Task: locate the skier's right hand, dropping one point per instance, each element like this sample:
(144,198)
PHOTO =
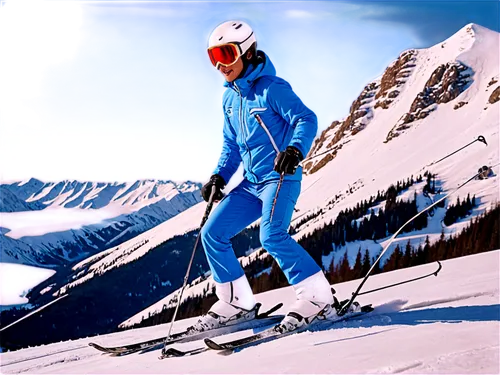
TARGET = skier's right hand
(219,183)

################

(TASK STATEMENT):
Please reproduce every line of the listing above, offsetting each coordinate in the answer points by 13 and leaving all other lines unchanged. Omit the pictures.

(WORKED SOLUTION):
Task: locate the skier's right hand, dropping one point per instance, each element like this sample:
(144,198)
PHOTO =
TARGET = skier's right hand
(232,196)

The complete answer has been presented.